**ИСХОДНЫЙ ЗАПРОС 1:**
Согласуются ли с отрывком о «Превращении» следующие утверждения? На каждое ответьте «да» или «нет» и приведите решающие слова отрывка точной цитатой.
(a) После смерти Грегора обычная жизнь так и не восстанавливается.
(b) Историю о Грегоре Замзе Кафка написал с волшебным мастерством.
(c) Читатель верит в историю потому, что Кафке удалось найти особую манеру.
**ИСХОДНЫЙ ЗАПРОС 2:**
Ответьте на вопросы по отрывку о «Превращении»:
(a) В кого превращается скромный служащий?
(b) Как зовут несчастного героя?
(c) Из чего складывается особая манера, которая подчиняет себе читателя?
**ИСХОДНЫЙ ЗАПРОС 3:**
Подхватите отрывок о «Превращении» Кафки и продолжите его с предложения, которое идет после последнего показанного.

**ТЕКСТ СТРАНИЦЫ:**
__________________________________________________
Если бы Вам, до того как Вы прочли «Превращение», кто-нибудь сообщил, что Речь там идет о скромном служащем, который превращается в мерзкое насекомое, Вы бы, скорее всего, сказали, зевнув, что ни за что на свете не станете читать подобную чушь. Но Вы читаете историю, с волшебным мастерством написанную Кафкой, и слепо «верите» в ужасные приключения Грегора Замзы: то есть отождествляете себя с ним, страдаете вместе с ним и чувствуете, как Вас душат та же тоска, то же отчаяние, которые губят несчастного героя, хотя после его смерти восстанавливается обычная жизнь, и ход ее лишь на время был нарушен фантастическими событиями. Вы поверили в историю Грегора Замзы потому, что Кафке удалось найти особую манеру – особые слова, умолчания, признания, детали, последовательность изложения событий и структуру повествования, – которая подчиняет себе читателя и сокрушает любые сомнения в правдивости истории.
__________________________________________________
**ЗАПИСИ НАБОРА ДАННЫХ:**

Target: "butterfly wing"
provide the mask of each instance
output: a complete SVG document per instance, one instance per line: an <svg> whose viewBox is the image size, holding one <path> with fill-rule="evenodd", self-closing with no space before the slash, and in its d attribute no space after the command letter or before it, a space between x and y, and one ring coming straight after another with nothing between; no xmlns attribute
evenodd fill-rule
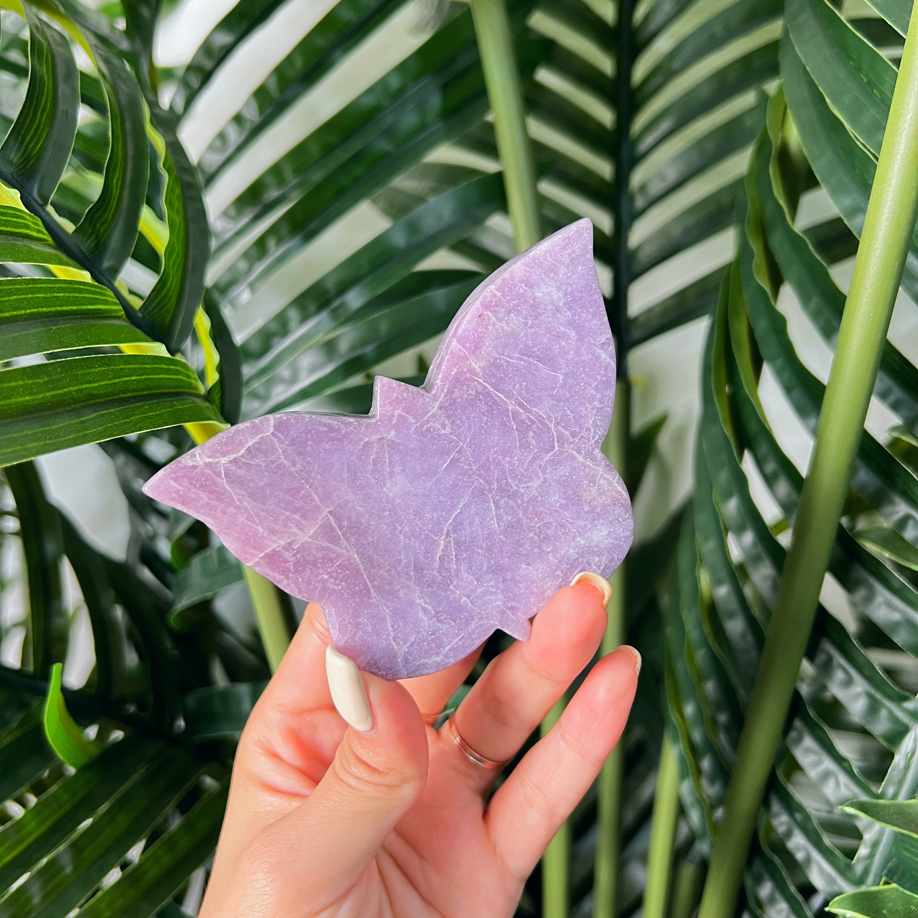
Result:
<svg viewBox="0 0 918 918"><path fill-rule="evenodd" d="M362 668L419 676L496 628L528 637L575 574L621 563L631 508L599 450L614 386L580 221L473 293L422 388L377 377L369 417L247 421L145 490L319 602Z"/></svg>

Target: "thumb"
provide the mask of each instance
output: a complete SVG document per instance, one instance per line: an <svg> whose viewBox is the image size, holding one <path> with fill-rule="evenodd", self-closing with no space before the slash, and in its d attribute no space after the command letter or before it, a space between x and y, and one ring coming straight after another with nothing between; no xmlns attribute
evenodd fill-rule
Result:
<svg viewBox="0 0 918 918"><path fill-rule="evenodd" d="M308 874L301 879L309 886L296 884L300 890L321 890L330 904L424 789L428 743L420 711L401 683L361 673L330 644L326 668L335 707L351 729L308 799L274 823L271 847L284 860L289 853L295 863L285 869Z"/></svg>

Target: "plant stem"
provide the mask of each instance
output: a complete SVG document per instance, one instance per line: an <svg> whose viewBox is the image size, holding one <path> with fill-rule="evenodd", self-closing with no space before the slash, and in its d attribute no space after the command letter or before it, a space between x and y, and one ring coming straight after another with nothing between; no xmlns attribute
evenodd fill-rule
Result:
<svg viewBox="0 0 918 918"><path fill-rule="evenodd" d="M631 435L631 386L620 379L615 387L615 406L609 435L602 451L619 474L625 477L628 441ZM625 641L625 565L612 575L612 598L606 607L609 621L599 653L605 656ZM593 868L593 918L615 918L619 879L621 818L621 744L603 763L597 788L597 843Z"/></svg>
<svg viewBox="0 0 918 918"><path fill-rule="evenodd" d="M669 918L691 918L701 898L704 866L695 860L684 860L673 880L672 905Z"/></svg>
<svg viewBox="0 0 918 918"><path fill-rule="evenodd" d="M660 767L656 773L656 794L647 851L647 882L644 888L644 918L666 918L669 897L669 875L673 867L673 846L679 816L679 772L676 752L664 733Z"/></svg>
<svg viewBox="0 0 918 918"><path fill-rule="evenodd" d="M612 184L611 210L615 218L612 230L612 297L607 307L609 323L615 338L619 379L628 376L628 290L632 282L631 251L628 239L634 215L631 191L631 174L634 150L631 140L634 93L632 70L634 64L635 41L633 18L634 0L619 0L615 63L615 133L612 156L615 175Z"/></svg>
<svg viewBox="0 0 918 918"><path fill-rule="evenodd" d="M731 918L873 392L918 215L918 16L912 15L823 400L810 472L781 573L700 918Z"/></svg>
<svg viewBox="0 0 918 918"><path fill-rule="evenodd" d="M564 712L565 699L558 700L542 722L541 733L548 733ZM570 823L565 822L549 842L542 856L542 916L567 918L570 911L569 872L571 852Z"/></svg>
<svg viewBox="0 0 918 918"><path fill-rule="evenodd" d="M290 632L287 629L281 598L277 595L277 588L251 567L242 565L242 574L249 588L249 596L252 598L252 607L255 610L255 620L258 621L258 631L262 635L268 666L271 666L271 671L274 672L290 644Z"/></svg>
<svg viewBox="0 0 918 918"><path fill-rule="evenodd" d="M513 241L517 252L525 252L542 239L542 220L513 36L504 0L472 0L472 16L504 170Z"/></svg>
<svg viewBox="0 0 918 918"><path fill-rule="evenodd" d="M542 239L542 220L513 36L504 0L471 0L471 5L513 241L518 252L525 252ZM543 736L564 710L565 700L561 699L542 722ZM543 918L567 918L570 844L570 825L565 822L542 858Z"/></svg>

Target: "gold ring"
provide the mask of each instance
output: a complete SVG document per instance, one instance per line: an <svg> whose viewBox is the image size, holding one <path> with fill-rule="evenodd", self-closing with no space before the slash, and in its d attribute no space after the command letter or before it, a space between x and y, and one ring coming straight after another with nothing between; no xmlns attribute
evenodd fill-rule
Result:
<svg viewBox="0 0 918 918"><path fill-rule="evenodd" d="M459 731L456 729L455 724L455 714L450 714L450 719L446 722L446 730L450 734L453 742L459 747L460 752L473 764L479 765L483 768L487 768L489 770L499 771L507 762L495 762L492 758L485 758L484 756L479 756L460 735ZM509 761L509 759L507 761Z"/></svg>

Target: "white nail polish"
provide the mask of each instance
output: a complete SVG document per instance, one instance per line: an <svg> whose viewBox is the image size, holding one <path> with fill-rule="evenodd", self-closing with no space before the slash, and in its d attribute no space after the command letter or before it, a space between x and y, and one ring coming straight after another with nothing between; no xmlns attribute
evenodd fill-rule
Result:
<svg viewBox="0 0 918 918"><path fill-rule="evenodd" d="M634 657L634 675L635 676L640 676L641 675L641 655L640 655L640 653L638 651L636 651L633 646L631 646L631 644L622 644L621 649L622 650L627 650L628 653L631 654L631 655Z"/></svg>
<svg viewBox="0 0 918 918"><path fill-rule="evenodd" d="M365 733L373 726L373 711L366 697L364 677L356 664L330 644L325 648L325 672L338 713L354 730Z"/></svg>
<svg viewBox="0 0 918 918"><path fill-rule="evenodd" d="M602 594L603 608L609 605L612 598L612 585L604 577L594 574L592 571L581 571L571 580L571 586L576 587L578 583L588 583L594 586Z"/></svg>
__________________________________________________
**ОТВЕТ К УПРАЖНЕНИЮ 1:**
(a) Нет: «после его смерти восстанавливается обычная жизнь».
(b) Да: «историю, с волшебным мастерством написанную Кафкой».
(c) Да: «Вы поверили в историю Грегора Замзы потому, что Кафке удалось найти особую манеру».

**ОТВЕТ К УПРАЖНЕНИЮ 2:**
(a) В мерзкое насекомое.
(b) Грегор Замза.
(c) Из особых слов, умолчаний, признаний, деталей, последовательности изложения событий и структуры повествования.

**ОТВЕТ К УПРАЖНЕНИЮ 3:**
Чтобы сделать роман убедительным, надо, рассказывая историю, максимально использовать реальные события и факты, подспудно составляющие суть фабулы и стержень образа героев, и создать у читателя иллюзию независимости текста от реального мира, в котором он, читатель, находится. Роман тем убедительней, чем кажется нам автономней и самостоятельней, когда все, там происходящее, дает ощущение полного и безотказного подчинения внутренним механизмам произведения, а не видится чем-то случайным и сотворенным по чужой указке. Если роман создает у нас впечатление самодостаточности, независимости от реальной реальности, словно в нем самом есть все необходимое для существования, значит, это произведение достигло высшей степени убедительности. Значит, роман подчинил себе читателей и заставил их поверить в рассказанное, хотя хорошие – великие – романы не столько рассказывают нам истории, сколько заставляют прожить их, принять в них участие.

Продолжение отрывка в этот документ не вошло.